Outline annotation records
★ ★ ★ ★

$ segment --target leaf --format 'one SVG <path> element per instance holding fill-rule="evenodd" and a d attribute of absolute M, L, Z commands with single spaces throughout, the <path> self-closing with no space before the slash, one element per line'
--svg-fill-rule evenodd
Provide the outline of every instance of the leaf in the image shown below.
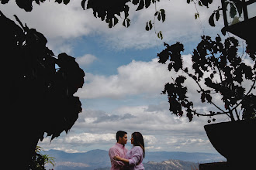
<path fill-rule="evenodd" d="M 195 13 L 195 19 L 197 19 L 199 17 L 199 13 Z"/>
<path fill-rule="evenodd" d="M 150 5 L 150 3 L 151 3 L 151 0 L 145 0 L 146 8 L 147 8 Z"/>
<path fill-rule="evenodd" d="M 130 26 L 130 19 L 125 19 L 123 22 L 123 26 L 128 28 Z"/>
<path fill-rule="evenodd" d="M 112 19 L 109 19 L 109 28 L 112 28 L 113 26 L 113 22 L 112 22 Z"/>
<path fill-rule="evenodd" d="M 201 1 L 199 1 L 199 6 L 202 6 L 202 4 Z"/>
<path fill-rule="evenodd" d="M 215 18 L 216 18 L 216 21 L 219 21 L 219 19 L 220 19 L 220 11 L 217 11 L 217 12 L 216 12 Z"/>
<path fill-rule="evenodd" d="M 213 20 L 214 15 L 215 15 L 215 13 L 213 12 L 213 13 L 211 15 L 211 16 L 209 18 L 209 24 L 211 26 L 215 26 L 214 20 Z"/>
<path fill-rule="evenodd" d="M 162 22 L 164 22 L 165 21 L 165 11 L 164 9 L 160 9 L 160 12 L 162 17 Z"/>
<path fill-rule="evenodd" d="M 136 11 L 139 11 L 140 9 L 143 9 L 144 8 L 144 0 L 140 0 L 138 8 L 136 9 Z"/>
<path fill-rule="evenodd" d="M 146 31 L 149 31 L 149 26 L 148 26 L 148 22 L 147 22 L 147 25 L 146 25 L 146 28 L 145 28 Z"/>
<path fill-rule="evenodd" d="M 160 14 L 160 13 L 158 13 L 158 15 L 157 15 L 157 19 L 158 19 L 158 21 L 160 21 L 160 20 L 161 20 L 161 14 Z"/>
<path fill-rule="evenodd" d="M 230 15 L 232 19 L 237 15 L 237 9 L 236 7 L 234 5 L 234 3 L 230 3 Z"/>
<path fill-rule="evenodd" d="M 85 2 L 86 2 L 87 0 L 82 0 L 81 2 L 81 7 L 83 8 L 84 10 L 85 10 Z"/>
<path fill-rule="evenodd" d="M 243 6 L 242 6 L 241 3 L 235 2 L 235 5 L 238 11 L 239 16 L 241 16 L 241 14 L 243 12 Z"/>
<path fill-rule="evenodd" d="M 118 19 L 115 16 L 114 17 L 114 26 L 118 23 Z"/>
<path fill-rule="evenodd" d="M 150 29 L 150 30 L 151 30 L 152 28 L 153 28 L 153 25 L 152 25 L 151 20 L 149 21 L 149 22 L 148 22 L 148 26 L 149 26 L 149 29 Z"/>
<path fill-rule="evenodd" d="M 69 3 L 70 0 L 63 0 L 63 3 L 64 5 L 67 5 Z"/>
<path fill-rule="evenodd" d="M 163 39 L 163 34 L 162 34 L 162 32 L 160 31 L 158 33 L 157 33 L 157 37 L 161 39 Z"/>
<path fill-rule="evenodd" d="M 133 0 L 133 4 L 137 5 L 139 3 L 139 0 Z"/>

★ ★ ★ ★

EXERCISE AIM:
Rewrite everything from the start of the records down through the line containing "Provide the outline" as a JSON list of strings, one string per line, omitting blank lines.

ANSWER FOR THE TASK:
[
  "$ segment --target leaf --format 'one SVG <path> element per instance holding fill-rule=\"evenodd\" and a d attribute of absolute M, L, Z commands with single spaces throughout, the <path> self-closing with no space before the slash, one element per line'",
  "--svg-fill-rule evenodd",
  "Provide the outline of every instance of the leaf in the image shown below."
]